## ABOUT THIS TASK
Among the entries below, which lines include the string "wall"? Show each one.

## Saved entries
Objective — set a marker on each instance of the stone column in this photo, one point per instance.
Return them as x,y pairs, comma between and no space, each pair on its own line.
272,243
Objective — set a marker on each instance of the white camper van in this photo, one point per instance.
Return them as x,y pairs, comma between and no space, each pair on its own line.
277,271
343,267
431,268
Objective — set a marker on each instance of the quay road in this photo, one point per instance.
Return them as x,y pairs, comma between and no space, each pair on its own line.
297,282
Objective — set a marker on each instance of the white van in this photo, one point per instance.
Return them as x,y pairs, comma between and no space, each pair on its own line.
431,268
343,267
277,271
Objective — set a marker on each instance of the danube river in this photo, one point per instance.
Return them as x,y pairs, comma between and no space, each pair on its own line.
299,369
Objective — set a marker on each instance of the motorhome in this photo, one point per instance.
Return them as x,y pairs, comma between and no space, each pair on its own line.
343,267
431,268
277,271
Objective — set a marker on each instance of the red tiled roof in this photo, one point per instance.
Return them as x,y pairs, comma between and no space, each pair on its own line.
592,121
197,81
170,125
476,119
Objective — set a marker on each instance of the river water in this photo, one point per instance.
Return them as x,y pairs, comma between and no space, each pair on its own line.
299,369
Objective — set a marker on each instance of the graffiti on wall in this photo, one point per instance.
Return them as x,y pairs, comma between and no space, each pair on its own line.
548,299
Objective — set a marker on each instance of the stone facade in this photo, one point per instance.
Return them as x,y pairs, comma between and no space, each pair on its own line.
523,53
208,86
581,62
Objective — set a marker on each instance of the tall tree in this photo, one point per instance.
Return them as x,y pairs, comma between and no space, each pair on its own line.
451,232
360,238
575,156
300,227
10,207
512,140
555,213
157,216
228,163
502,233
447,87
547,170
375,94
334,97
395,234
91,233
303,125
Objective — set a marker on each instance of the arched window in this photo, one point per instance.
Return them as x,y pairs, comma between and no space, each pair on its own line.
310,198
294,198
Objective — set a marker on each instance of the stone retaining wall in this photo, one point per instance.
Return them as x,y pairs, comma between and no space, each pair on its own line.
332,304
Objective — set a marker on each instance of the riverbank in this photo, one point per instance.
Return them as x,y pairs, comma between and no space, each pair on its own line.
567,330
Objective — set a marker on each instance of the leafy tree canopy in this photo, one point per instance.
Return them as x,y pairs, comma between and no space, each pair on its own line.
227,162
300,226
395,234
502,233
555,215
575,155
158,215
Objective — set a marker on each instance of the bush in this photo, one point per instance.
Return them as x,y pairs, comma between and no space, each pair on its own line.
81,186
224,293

## SOLVED PROBLEM
Objective — set a marker on each instance of the graffiti on wall in this photo, one point per instance.
Objective — set a marker on each instance of the stone retaining wall in this photo, one point per instance.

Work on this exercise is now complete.